Extracted data entries:

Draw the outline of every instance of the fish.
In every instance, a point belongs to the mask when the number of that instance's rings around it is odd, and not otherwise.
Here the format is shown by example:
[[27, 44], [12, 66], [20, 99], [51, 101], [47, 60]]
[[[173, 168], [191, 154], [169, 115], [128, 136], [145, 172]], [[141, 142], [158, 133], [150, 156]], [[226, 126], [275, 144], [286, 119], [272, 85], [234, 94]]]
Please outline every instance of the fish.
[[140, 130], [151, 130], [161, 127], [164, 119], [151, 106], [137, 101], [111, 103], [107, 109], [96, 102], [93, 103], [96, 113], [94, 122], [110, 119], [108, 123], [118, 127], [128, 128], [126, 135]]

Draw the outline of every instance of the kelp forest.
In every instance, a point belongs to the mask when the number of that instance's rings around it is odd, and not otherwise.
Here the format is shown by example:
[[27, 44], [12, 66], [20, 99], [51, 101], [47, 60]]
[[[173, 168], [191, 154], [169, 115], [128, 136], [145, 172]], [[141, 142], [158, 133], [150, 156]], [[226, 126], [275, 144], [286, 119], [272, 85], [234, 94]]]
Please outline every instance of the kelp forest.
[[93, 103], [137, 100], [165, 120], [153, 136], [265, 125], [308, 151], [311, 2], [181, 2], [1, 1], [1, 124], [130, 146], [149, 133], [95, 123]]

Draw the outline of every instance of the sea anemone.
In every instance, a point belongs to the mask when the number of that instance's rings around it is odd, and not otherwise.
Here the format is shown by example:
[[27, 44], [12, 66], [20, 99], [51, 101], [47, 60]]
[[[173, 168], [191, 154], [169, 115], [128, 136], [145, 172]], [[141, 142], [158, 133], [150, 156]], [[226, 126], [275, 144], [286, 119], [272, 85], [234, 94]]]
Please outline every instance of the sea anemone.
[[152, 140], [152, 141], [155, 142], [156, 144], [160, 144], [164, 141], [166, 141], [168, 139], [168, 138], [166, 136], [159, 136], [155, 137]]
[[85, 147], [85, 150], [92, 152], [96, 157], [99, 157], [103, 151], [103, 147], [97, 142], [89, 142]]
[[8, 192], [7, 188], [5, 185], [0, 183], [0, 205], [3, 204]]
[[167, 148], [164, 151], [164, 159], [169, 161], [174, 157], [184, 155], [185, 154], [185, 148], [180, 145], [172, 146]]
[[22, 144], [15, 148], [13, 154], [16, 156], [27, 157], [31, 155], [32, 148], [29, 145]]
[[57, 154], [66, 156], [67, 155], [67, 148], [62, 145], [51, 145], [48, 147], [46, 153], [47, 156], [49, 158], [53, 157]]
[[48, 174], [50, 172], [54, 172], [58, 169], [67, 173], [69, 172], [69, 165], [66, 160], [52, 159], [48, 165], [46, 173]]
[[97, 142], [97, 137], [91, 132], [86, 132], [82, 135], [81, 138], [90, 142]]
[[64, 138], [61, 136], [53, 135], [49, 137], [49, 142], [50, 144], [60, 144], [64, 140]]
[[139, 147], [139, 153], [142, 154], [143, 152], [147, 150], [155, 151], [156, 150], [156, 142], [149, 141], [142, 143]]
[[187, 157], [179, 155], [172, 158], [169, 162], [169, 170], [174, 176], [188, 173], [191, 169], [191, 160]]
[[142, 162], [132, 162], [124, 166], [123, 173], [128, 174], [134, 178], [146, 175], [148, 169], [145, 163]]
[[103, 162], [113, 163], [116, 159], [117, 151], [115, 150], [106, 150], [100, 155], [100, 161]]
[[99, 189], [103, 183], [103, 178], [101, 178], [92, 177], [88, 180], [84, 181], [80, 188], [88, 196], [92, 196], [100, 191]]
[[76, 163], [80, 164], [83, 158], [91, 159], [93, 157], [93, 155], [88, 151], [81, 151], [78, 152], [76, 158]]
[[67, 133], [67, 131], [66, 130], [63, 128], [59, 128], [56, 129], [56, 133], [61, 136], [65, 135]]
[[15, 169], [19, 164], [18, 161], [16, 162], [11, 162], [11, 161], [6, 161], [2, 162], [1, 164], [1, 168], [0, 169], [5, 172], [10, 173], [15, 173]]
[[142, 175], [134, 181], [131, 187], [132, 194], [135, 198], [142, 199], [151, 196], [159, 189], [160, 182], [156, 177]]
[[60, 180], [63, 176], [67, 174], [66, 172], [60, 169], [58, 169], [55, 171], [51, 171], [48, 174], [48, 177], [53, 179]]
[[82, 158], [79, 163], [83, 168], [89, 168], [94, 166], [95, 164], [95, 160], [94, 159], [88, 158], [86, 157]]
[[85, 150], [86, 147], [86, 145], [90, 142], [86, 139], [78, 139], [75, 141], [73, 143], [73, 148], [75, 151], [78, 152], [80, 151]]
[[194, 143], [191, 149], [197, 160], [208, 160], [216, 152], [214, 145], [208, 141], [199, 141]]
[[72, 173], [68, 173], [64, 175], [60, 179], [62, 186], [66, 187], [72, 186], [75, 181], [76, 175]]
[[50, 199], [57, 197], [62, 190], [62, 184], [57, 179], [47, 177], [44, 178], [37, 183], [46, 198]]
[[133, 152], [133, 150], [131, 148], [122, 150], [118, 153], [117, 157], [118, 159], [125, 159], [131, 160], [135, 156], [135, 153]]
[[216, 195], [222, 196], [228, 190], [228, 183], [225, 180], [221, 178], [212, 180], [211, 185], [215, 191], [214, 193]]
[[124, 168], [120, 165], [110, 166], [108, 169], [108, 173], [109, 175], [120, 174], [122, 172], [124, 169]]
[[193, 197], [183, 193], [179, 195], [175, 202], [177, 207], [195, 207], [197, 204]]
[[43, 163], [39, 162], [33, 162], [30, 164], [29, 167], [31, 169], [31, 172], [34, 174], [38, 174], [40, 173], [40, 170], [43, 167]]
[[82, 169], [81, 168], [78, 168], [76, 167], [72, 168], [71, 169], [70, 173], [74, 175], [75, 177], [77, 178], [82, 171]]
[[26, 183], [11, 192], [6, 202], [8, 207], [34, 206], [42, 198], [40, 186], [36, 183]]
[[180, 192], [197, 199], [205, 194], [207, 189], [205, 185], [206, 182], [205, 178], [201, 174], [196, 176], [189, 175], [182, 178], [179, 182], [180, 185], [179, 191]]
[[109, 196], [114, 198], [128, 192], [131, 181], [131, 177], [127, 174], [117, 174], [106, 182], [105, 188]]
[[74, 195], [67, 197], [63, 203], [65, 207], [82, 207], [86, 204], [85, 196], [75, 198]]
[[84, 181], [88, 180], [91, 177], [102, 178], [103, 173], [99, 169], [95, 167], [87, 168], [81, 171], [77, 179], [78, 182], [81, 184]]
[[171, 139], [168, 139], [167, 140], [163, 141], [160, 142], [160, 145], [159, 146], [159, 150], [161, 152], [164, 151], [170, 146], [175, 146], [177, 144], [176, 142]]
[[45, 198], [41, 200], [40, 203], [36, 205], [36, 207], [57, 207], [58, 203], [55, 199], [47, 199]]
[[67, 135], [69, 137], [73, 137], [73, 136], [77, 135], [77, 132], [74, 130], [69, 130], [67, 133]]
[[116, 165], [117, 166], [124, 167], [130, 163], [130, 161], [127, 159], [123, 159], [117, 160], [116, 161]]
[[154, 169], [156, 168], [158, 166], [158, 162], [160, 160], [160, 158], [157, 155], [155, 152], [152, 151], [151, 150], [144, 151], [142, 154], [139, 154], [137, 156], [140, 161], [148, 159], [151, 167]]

▸ **What you will do**
Beginning at the start of the data and continuing through the line that contains "133], [95, 123]]", including that line, write out every line again, requests included. Add 107 to each coordinate in the answers.

▸ **Solved exercise**
Draw the outline of every instance of the fish.
In every instance, a point belongs to the mask when the number of that instance's rings around it is odd, and not otherwise.
Here the format is shown by example:
[[27, 44], [12, 66], [20, 99], [51, 101], [47, 60]]
[[[173, 168], [191, 154], [169, 115], [128, 136], [145, 172]], [[141, 142], [158, 133], [150, 156]], [[226, 126], [275, 144], [286, 119], [272, 85], [234, 94]]]
Please outline every instance of the fish.
[[247, 237], [258, 237], [268, 234], [271, 226], [258, 213], [244, 208], [218, 210], [214, 216], [203, 209], [200, 210], [203, 220], [201, 229], [217, 226], [215, 230], [225, 234], [235, 235], [233, 242]]

Draw the outline of every instance of the kelp forest.
In every instance, a point belongs to the mask when the number of that instance's rings around it is odd, and not otherwise.
Here the format is shown by example:
[[27, 44], [12, 66], [20, 99], [51, 101], [47, 60]]
[[[173, 168], [191, 154], [169, 115], [128, 136], [145, 172]], [[141, 142], [158, 133], [150, 156]], [[226, 126], [275, 144], [286, 119], [272, 85], [234, 94]]]
Please outline every instance of the kelp forest.
[[200, 210], [244, 207], [272, 227], [260, 243], [372, 232], [415, 258], [418, 109], [288, 109], [108, 108], [108, 231], [237, 253], [256, 240], [202, 230]]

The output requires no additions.